§ Data for analysis
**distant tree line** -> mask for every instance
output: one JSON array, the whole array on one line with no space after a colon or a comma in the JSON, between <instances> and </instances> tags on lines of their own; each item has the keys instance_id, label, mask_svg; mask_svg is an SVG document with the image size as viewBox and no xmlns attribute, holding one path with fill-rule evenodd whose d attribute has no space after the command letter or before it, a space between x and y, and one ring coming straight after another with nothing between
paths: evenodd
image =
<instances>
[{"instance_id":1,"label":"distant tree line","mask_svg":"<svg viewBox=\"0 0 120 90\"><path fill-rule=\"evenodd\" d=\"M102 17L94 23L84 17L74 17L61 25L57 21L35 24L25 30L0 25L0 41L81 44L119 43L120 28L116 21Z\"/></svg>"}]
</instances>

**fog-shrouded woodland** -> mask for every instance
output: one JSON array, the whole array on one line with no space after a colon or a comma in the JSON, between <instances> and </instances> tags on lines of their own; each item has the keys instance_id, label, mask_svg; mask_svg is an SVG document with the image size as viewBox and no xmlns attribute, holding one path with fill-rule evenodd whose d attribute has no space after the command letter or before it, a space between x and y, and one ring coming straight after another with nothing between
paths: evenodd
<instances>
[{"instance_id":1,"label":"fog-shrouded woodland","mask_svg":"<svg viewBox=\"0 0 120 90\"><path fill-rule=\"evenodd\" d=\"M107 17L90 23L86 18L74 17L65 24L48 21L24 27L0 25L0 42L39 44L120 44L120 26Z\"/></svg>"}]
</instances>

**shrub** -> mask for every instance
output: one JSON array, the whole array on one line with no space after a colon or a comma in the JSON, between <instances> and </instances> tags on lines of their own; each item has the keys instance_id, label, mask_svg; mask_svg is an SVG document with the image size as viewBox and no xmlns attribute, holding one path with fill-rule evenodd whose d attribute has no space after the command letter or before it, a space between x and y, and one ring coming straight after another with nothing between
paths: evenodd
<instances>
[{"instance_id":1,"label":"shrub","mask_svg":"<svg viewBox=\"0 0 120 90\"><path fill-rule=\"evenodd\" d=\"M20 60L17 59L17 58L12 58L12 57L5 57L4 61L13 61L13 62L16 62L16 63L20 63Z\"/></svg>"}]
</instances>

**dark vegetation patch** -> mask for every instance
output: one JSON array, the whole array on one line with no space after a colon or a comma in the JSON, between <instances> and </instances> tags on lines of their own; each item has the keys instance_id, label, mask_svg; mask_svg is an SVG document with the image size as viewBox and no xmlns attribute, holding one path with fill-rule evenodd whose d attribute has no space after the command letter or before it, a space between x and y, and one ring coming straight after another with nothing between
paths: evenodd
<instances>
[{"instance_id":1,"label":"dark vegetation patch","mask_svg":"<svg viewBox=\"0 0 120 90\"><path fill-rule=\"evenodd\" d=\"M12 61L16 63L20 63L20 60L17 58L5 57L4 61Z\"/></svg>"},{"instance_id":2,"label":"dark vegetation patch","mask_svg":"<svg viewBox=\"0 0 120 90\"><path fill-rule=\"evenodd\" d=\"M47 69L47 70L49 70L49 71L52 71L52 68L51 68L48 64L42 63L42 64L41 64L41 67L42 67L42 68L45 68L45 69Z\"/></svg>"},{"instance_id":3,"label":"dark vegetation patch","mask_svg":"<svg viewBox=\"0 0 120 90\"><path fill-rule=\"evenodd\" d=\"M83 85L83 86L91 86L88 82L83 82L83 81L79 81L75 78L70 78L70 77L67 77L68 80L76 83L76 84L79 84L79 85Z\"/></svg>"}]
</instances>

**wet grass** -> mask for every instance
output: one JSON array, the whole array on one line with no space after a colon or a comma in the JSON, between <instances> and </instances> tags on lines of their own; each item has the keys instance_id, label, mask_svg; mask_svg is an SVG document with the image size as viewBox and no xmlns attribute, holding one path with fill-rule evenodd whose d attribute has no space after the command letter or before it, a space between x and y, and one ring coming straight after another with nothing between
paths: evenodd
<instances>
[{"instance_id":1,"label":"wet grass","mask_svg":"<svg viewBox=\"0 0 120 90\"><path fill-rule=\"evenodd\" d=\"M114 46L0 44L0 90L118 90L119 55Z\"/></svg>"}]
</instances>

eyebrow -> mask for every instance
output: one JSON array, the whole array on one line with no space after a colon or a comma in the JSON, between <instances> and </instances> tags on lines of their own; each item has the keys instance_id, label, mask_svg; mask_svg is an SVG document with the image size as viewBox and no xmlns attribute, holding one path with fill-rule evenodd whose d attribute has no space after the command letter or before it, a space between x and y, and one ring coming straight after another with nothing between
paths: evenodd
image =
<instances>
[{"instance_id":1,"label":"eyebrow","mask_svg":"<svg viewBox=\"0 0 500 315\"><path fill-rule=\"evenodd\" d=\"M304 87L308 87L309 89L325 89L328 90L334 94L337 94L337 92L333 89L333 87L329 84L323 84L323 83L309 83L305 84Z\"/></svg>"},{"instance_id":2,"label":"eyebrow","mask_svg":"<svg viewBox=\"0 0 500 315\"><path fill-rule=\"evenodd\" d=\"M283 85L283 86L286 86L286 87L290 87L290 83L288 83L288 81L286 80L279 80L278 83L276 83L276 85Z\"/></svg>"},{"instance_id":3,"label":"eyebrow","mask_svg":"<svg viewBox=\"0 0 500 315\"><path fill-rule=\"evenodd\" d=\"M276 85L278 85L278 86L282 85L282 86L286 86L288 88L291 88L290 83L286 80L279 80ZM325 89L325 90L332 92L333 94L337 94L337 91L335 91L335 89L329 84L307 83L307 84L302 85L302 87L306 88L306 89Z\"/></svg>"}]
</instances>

§ Activity
Your answer must be the full listing above, printed exactly as it stands.

§ Answer space
**distant tree line** -> mask for every instance
output: one JSON array, the whole array on one line with no space after a colon or a comma in the JSON, between <instances> and </instances> tags on lines of their own; each item has the keys instance_id, label, mask_svg; mask_svg is an SVG document with the image size as viewBox and no xmlns attribute, holding one path with fill-rule evenodd whose d attribute has no space after the command letter or before it, a space between x and y, and one ring coming straight after another with nothing between
paths: evenodd
image =
<instances>
[{"instance_id":1,"label":"distant tree line","mask_svg":"<svg viewBox=\"0 0 120 90\"><path fill-rule=\"evenodd\" d=\"M102 17L94 23L84 17L74 17L61 25L57 21L35 24L25 30L0 25L0 41L81 44L119 43L120 28L116 21Z\"/></svg>"}]
</instances>

**fog-shrouded woodland** -> mask for every instance
output: one JSON array, the whole array on one line with no space after a colon or a comma in the JSON, between <instances> and </instances> tags on lines of their own; each item has the keys instance_id, label, mask_svg; mask_svg is an SVG document with the image size as viewBox and no xmlns attribute, holding one path with fill-rule evenodd whose d attribute has no space after the command letter or before it, a space between x and y, and one ring coming straight after another with nothing between
paths: evenodd
<instances>
[{"instance_id":1,"label":"fog-shrouded woodland","mask_svg":"<svg viewBox=\"0 0 120 90\"><path fill-rule=\"evenodd\" d=\"M107 17L90 23L86 18L74 17L65 24L48 21L24 27L0 25L0 42L39 44L120 44L120 26Z\"/></svg>"}]
</instances>

**shrub** -> mask for every instance
output: one JSON array, the whole array on one line with no space after a colon or a comma in the JSON, between <instances> and </instances> tags on lines of their own; each item has the keys instance_id, label, mask_svg; mask_svg is an SVG document with the image size as viewBox and no xmlns attribute, holding one path with fill-rule evenodd whose d attribute has no space after the command letter or before it, a space between x and y, and one ring coming straight after another with nothing between
paths: evenodd
<instances>
[{"instance_id":1,"label":"shrub","mask_svg":"<svg viewBox=\"0 0 120 90\"><path fill-rule=\"evenodd\" d=\"M20 60L17 59L17 58L12 58L12 57L5 57L4 61L13 61L13 62L16 62L16 63L20 63Z\"/></svg>"}]
</instances>

**dark vegetation patch** -> mask for every instance
output: one JSON array, the whole array on one line with no space after a colon or a comma in the JSON, between <instances> and </instances> tags on lines of their own; each item has the keys instance_id, label, mask_svg; mask_svg is an SVG document with the image size as viewBox and no xmlns attribute, holding one path with fill-rule evenodd whose d attribute has no space after the command letter or before it, a space between x and y, and one ring coming straight after another with nothing between
paths: evenodd
<instances>
[{"instance_id":1,"label":"dark vegetation patch","mask_svg":"<svg viewBox=\"0 0 120 90\"><path fill-rule=\"evenodd\" d=\"M12 61L16 63L20 63L20 60L17 58L5 57L4 61Z\"/></svg>"},{"instance_id":2,"label":"dark vegetation patch","mask_svg":"<svg viewBox=\"0 0 120 90\"><path fill-rule=\"evenodd\" d=\"M47 69L47 70L49 70L49 71L52 71L52 68L51 68L48 64L42 63L42 64L41 64L41 67L42 67L42 68L45 68L45 69Z\"/></svg>"},{"instance_id":3,"label":"dark vegetation patch","mask_svg":"<svg viewBox=\"0 0 120 90\"><path fill-rule=\"evenodd\" d=\"M83 85L83 86L91 86L88 82L83 82L83 81L79 81L75 78L70 78L70 77L67 77L68 80L76 83L76 84L79 84L79 85Z\"/></svg>"}]
</instances>

**wet grass** -> mask for every instance
output: one JSON array, the whole array on one line with no space after a colon or a comma in the JSON, between <instances> and </instances> tags on lines of their own; each item has the keys instance_id, label, mask_svg; mask_svg is an SVG document with the image size as viewBox and no xmlns attribute, holding one path with fill-rule evenodd whose d attribute has no space after the command letter or before it, a space between x and y, and one ring coming straight after another with nothing between
paths: evenodd
<instances>
[{"instance_id":1,"label":"wet grass","mask_svg":"<svg viewBox=\"0 0 120 90\"><path fill-rule=\"evenodd\" d=\"M114 46L0 44L0 90L118 90L119 55Z\"/></svg>"}]
</instances>

eyebrow -> mask for every instance
output: one JSON array, the whole array on one line with no space after a colon or a comma in the JSON, between <instances> and </instances> tags on lines of their own; each item has the keys instance_id, label, mask_svg; mask_svg is an SVG document with the image size as viewBox and no xmlns attribute, holding one path with fill-rule evenodd whose d attribute has no space after the command letter or before it, a space between x and y, and one ring coming straight after another with nothing between
paths: evenodd
image =
<instances>
[{"instance_id":1,"label":"eyebrow","mask_svg":"<svg viewBox=\"0 0 500 315\"><path fill-rule=\"evenodd\" d=\"M304 87L308 87L309 89L325 89L328 90L334 94L337 94L337 92L333 89L333 87L329 84L323 84L323 83L309 83L305 84Z\"/></svg>"},{"instance_id":2,"label":"eyebrow","mask_svg":"<svg viewBox=\"0 0 500 315\"><path fill-rule=\"evenodd\" d=\"M283 85L283 86L286 86L286 87L290 87L290 83L288 83L288 81L286 80L279 80L278 83L276 83L276 85Z\"/></svg>"},{"instance_id":3,"label":"eyebrow","mask_svg":"<svg viewBox=\"0 0 500 315\"><path fill-rule=\"evenodd\" d=\"M276 85L278 85L278 86L282 85L282 86L286 86L288 88L291 88L290 83L286 80L279 80ZM325 89L325 90L332 92L333 94L337 94L337 91L335 91L335 89L329 84L307 83L307 84L302 85L302 87L306 88L306 89Z\"/></svg>"}]
</instances>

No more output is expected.